Page excerpt –
* * * * * * * * *
Education Minister Peter Weir has told Northern Ireland students who were due to sit A-Level and GCSE exams this summer that he hopes to provide answers on grades by the end of the week.
This year’s summer exams and all primary assessments have been cancelled as the government fights to stop the spread of coronavirus.
Mr Weir, speaking on Radio Ulster's Good Morning Ulster, said that he understood this was an "immensely stressful situation" for students who were due to sit GCSEs and A Levels this summer.
"We have been working very hard with CCEA and a range of stakeholders to ensure that we have fit provision in terms of grades.
"That is also something where there is work ongoing with CCEA and organisations across the water.
"Particularly if we are looking at those important exams, they have to be compatible across the UK.
"That work is virtually at the point of completion. I can't give detail today, but I anticipate in the next two or three days I will be able to give clarity."
He added: "We are living in incredibly stressful and critical times. Adding to that there are tens of thousands of students who need that answer and we are working to be able to provide that and we hope to provide that in the next two or three days."
In England and Wales teachers are being asked to send exam boards a range of data on each pupil.
* * * * * * * * *
Directions –
1 - Name every geographic area mentioned in the article on cancelled exams, not counting names that are part of a radio station or program title.
2 - In the article on cancelled exams, shorten the paragraph beginning "He added:" to a single sentence that keeps its main points.
3 - Carry the article on cancelled exams forward from its last sentence.
The listing below comes from a separate source and has no connection to the article on cancelled exams.

Data shown –
* * * * * * * * *
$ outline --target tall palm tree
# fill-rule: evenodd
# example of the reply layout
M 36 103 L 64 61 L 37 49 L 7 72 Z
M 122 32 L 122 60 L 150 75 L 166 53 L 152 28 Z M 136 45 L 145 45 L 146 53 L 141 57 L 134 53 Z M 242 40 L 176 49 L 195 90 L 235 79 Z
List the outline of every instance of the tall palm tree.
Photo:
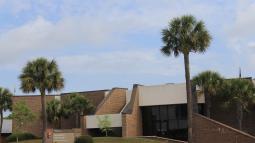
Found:
M 51 100 L 47 102 L 47 119 L 50 123 L 54 125 L 55 128 L 60 128 L 60 119 L 62 116 L 62 107 L 61 107 L 61 102 L 59 100 Z
M 192 143 L 192 93 L 190 83 L 189 54 L 204 53 L 210 45 L 211 36 L 202 21 L 191 15 L 174 18 L 162 30 L 164 46 L 161 51 L 166 56 L 184 56 L 186 91 L 188 103 L 188 142 Z
M 0 133 L 3 127 L 3 112 L 12 110 L 12 96 L 13 94 L 8 89 L 0 87 Z
M 250 103 L 255 100 L 255 87 L 248 79 L 231 79 L 224 82 L 223 96 L 225 105 L 235 105 L 239 130 L 242 130 L 243 112 L 248 110 Z
M 201 87 L 205 96 L 205 107 L 207 117 L 211 117 L 211 97 L 216 94 L 223 82 L 221 75 L 214 71 L 204 71 L 193 77 L 193 85 Z
M 48 61 L 38 58 L 29 61 L 20 75 L 21 89 L 25 93 L 39 91 L 41 94 L 42 119 L 43 119 L 43 143 L 46 140 L 47 112 L 46 92 L 61 90 L 64 87 L 64 79 L 58 69 L 55 60 Z

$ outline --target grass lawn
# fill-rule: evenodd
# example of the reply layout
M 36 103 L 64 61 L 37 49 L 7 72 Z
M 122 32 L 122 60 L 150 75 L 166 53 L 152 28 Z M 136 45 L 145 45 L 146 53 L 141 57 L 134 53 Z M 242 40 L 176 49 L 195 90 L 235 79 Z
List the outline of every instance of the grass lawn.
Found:
M 19 143 L 41 143 L 41 140 L 20 141 Z M 94 138 L 94 143 L 162 143 L 162 142 L 142 138 L 98 137 Z

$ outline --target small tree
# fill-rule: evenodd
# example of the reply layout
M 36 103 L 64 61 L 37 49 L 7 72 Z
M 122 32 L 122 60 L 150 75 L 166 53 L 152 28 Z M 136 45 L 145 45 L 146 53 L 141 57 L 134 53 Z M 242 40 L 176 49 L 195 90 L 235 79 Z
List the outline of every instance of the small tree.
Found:
M 3 126 L 3 112 L 12 109 L 12 93 L 5 88 L 0 87 L 0 133 Z
M 38 58 L 29 61 L 23 68 L 19 76 L 21 87 L 25 93 L 34 93 L 39 91 L 41 94 L 42 105 L 42 142 L 46 143 L 47 112 L 46 112 L 46 94 L 53 91 L 59 91 L 64 87 L 64 79 L 58 69 L 55 60 Z
M 221 75 L 214 71 L 201 72 L 192 79 L 192 84 L 201 87 L 204 93 L 206 115 L 209 118 L 211 117 L 211 97 L 216 95 L 222 82 Z
M 52 123 L 54 127 L 60 128 L 60 119 L 62 116 L 61 102 L 56 99 L 47 102 L 46 111 L 48 114 L 48 121 Z
M 192 114 L 193 102 L 190 83 L 189 55 L 191 53 L 204 53 L 210 45 L 211 36 L 203 21 L 198 21 L 192 15 L 184 15 L 174 18 L 168 27 L 162 30 L 164 43 L 161 52 L 166 56 L 178 57 L 183 54 L 186 92 L 188 104 L 188 142 L 192 143 Z
M 27 107 L 25 102 L 17 102 L 13 107 L 12 118 L 16 123 L 15 132 L 22 133 L 20 130 L 25 125 L 31 123 L 35 119 L 34 113 Z M 16 136 L 17 143 L 19 141 Z
M 90 114 L 93 111 L 94 106 L 85 96 L 74 93 L 64 99 L 63 116 L 68 118 L 70 115 L 75 115 L 75 126 L 77 128 L 80 127 L 80 116 Z
M 108 136 L 109 131 L 111 131 L 111 120 L 109 116 L 105 115 L 103 118 L 98 117 L 98 127 L 102 133 L 105 133 L 105 136 Z

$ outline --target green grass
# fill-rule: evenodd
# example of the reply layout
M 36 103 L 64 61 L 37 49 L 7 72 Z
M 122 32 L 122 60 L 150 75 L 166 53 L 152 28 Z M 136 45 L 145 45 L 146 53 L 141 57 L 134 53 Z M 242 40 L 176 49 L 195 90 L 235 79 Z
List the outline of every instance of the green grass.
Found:
M 150 139 L 142 138 L 113 138 L 113 137 L 100 137 L 94 138 L 95 143 L 161 143 Z
M 93 139 L 94 139 L 94 143 L 162 143 L 160 141 L 154 141 L 154 140 L 142 139 L 142 138 L 98 137 Z M 20 141 L 19 143 L 41 143 L 41 140 L 27 140 L 27 141 Z

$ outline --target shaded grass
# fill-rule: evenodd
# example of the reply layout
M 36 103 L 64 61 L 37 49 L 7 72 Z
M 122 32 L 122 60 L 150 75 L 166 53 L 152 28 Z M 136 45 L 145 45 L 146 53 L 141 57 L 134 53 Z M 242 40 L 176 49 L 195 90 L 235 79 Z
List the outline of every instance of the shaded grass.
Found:
M 143 138 L 118 138 L 118 137 L 96 137 L 93 138 L 94 143 L 162 143 Z M 41 140 L 27 140 L 19 143 L 41 143 Z

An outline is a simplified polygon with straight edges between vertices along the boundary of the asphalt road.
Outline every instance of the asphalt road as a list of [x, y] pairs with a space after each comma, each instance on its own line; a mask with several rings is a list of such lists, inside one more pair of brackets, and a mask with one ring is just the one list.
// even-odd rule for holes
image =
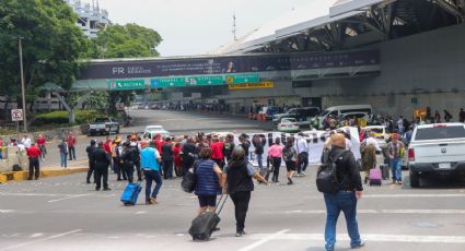
[[[167, 111], [131, 116], [141, 117], [142, 124], [128, 131], [149, 123], [161, 123], [176, 133], [260, 130], [258, 122], [239, 118]], [[109, 192], [94, 191], [93, 184], [84, 183], [84, 174], [2, 184], [0, 251], [324, 250], [325, 205], [316, 191], [315, 167], [307, 174], [295, 178], [293, 186], [256, 186], [244, 237], [234, 237], [233, 206], [228, 201], [221, 230], [209, 242], [193, 242], [187, 234], [198, 202], [181, 191], [179, 179], [164, 181], [160, 204], [143, 205], [141, 194], [140, 204], [131, 207], [119, 202], [125, 183], [116, 182], [114, 175]], [[283, 176], [281, 169], [281, 181]], [[408, 182], [365, 187], [358, 206], [359, 228], [367, 241], [362, 250], [465, 249], [464, 183], [433, 179], [426, 184], [421, 189], [410, 189]], [[344, 217], [337, 238], [337, 250], [349, 250]]]

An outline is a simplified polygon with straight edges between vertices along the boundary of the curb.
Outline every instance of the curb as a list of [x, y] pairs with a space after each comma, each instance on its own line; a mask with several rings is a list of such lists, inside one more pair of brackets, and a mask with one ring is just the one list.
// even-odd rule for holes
* * * * * * * * *
Answers for each item –
1 - Northern Ireland, the UK, England, Wales

2 - Weir said these are stressful and critical times, that tens of thousands of students need an answer, and that he hopes to provide it within two or three days.

3 -
This will include the grade they believe a student would most likely get if teaching, learning and exams had happened as planned.
Schools are also being asked to consider classwork, homework, results in assignments, mock exams, any non-exam assessment or coursework and the student's general progress.
In England and Wales the guidance for teachers is not to submit this information earlier than May 29, giving exam boards time to adapt to receiving lots of information they don't normally deal with.
Ofqual (The Office of Qualifications and Examinations Regulation) is also working with exam boards to see if they can provide exams in the Autumn if pupils request this.
Mr Weir said a call has gone out to retired teachers and classroom assistants to help keep schools open amid the coronavirus pandemic.
He has previously said some schools would need to remain open over the Easter break to accommodate children of key workers and the vulnerable. He has now written to retired teachers and classroom assistants asking them to volunteers.
In his letter, the education minister said retired staff would work alongside existing staff to help supervise children.
Mr Weir said: "It is to provide a pool of volunteers so that we can cope in all situations. At the moment there are nearly 400 schools that are open over Easter.
"They are providing that service outside of normal term time. (It is) to provide the safety and to ensure the provision of those services as staff are rotating.
"This is to have a level of reserve pool so that if we reach in any eventuality a spike in terms of the number of teachers that are off, in a particular area that there are people that can be called upon to provide that service."